• REQUIRED TASKS
1: Decide whether each statement agrees with the diet thread below. Answer yes or no and quote the deciding words from the thread. (a) N_I_C_K's weight went from 178.1 to 154.4. (b) N_I_C_K's days with heavy cardio were a regular routine. (c) Phineas calls Sun Chips healthy.
2: According to the diet thread below, how many days with all that cardio did N_I_C_K probably do in total?

• DOCUMENT
I had one cheat weekend in like 2.5 months. That's it. Well pizza and potato chips probably wasn't the best example. But I just stopped my diet for a weekend. I had healthy foods too though. Not all cheat foods. Like for breakfast I'd have eggs and lunch I had like a tuna or peanut butter sandwich. When dinner came around I had pizza. Throughout the weekend I ate Sun Chips for a snack instead of nuts or some beef jerk. I didn't mean like go on a total junk food rant for a weekend or eat out at a McDonald's or go get drunk off your ass. Nothing like that. 

The days I had with all that cardio wasn't like a routine thing. I probably did 3 of them total. I'd just play games on my iTouch and go at a very moderate rate. Honestly the time flew by just as fast as sitting on the couch playing Xbox. 

Honestly that's what I've done though and I went from 178.1 to 154.4. Maybe it sounds like I stretched the truth a bit, or am lying, but I'm being completely honest. It's not like a was a total fat ass either. I had (probably) around 22% body fat before I started cutting. What I said has worked for me. Maybe it's not the right thing to do but I've come a long ways and that's what I did. Once again, I don't think he should try and do what I did because it obviously sounds wrong, but it worked.


----------



## Phineas (May 27, 2010)

N_I_C_K said:


> I had one cheat weekend in like 2.5 months. That's it. Well pizza and potato chips probably wasn't the best example. But I just stopped my diet for a weekend. I had healthy foods too though. Not all cheat foods. Like for breakfast I'd have eggs and lunch I had like a tuna or peanut butter sandwich. When dinner came around I had pizza. Throughout the weekend I ate Sun Chips for a snack instead of nuts or some beef jerk. I didn't mean like go on a total junk food rant for a weekend or eat out at a McDonald's or go get drunk off your ass. Nothing like that.



Nuts are extremely healthy. Sun chips are not.


----------



## rockhardly (May 28, 2010)

Can I move this thread to the diet section or do I have to start a new one?


----------



## N_I_C_K (May 28, 2010)

Phineas said:


> Nuts are extremely healthy. Sun chips are not.



I know. Which is why they are usually my snack. But the weekend I cheated on I had Sun Chips instead of the usual nuts.


----------

• RECORDED INFORMATION
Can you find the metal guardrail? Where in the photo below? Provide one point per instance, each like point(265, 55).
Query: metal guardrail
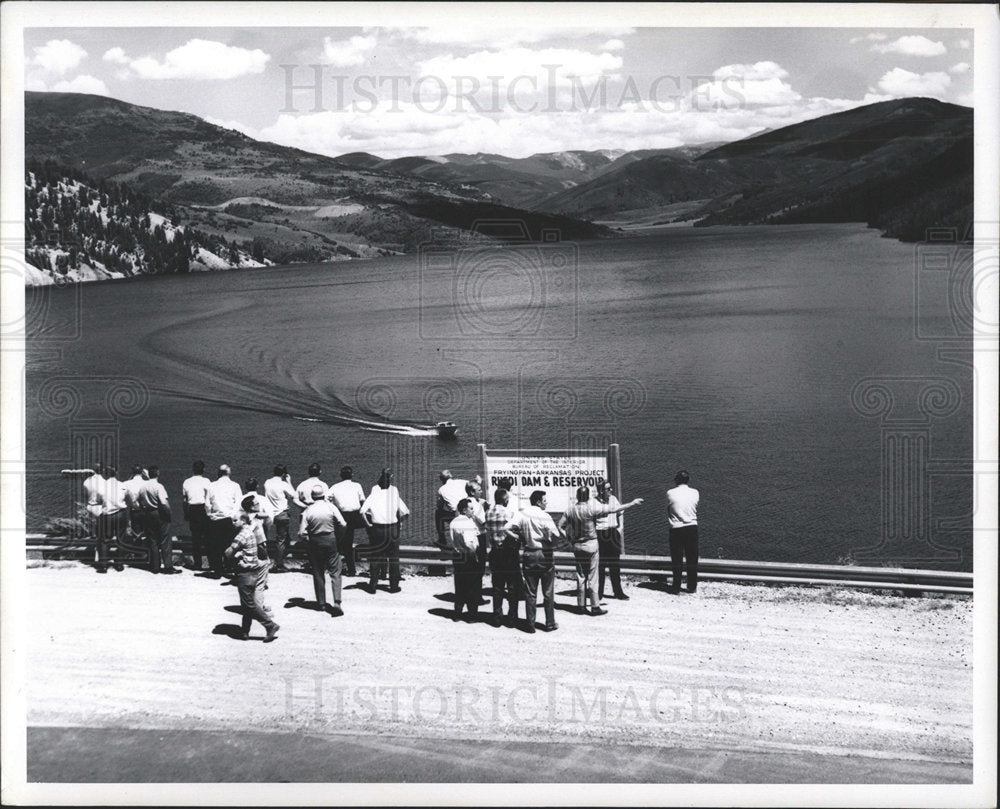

• ANSWERS GIVEN
1:
(a) Yes: "I went from 178.1 to 154.4."
(b) No: "The days I had with all that cardio wasn't like a routine thing."
(c) No: "Sun chips are not."

2: Three.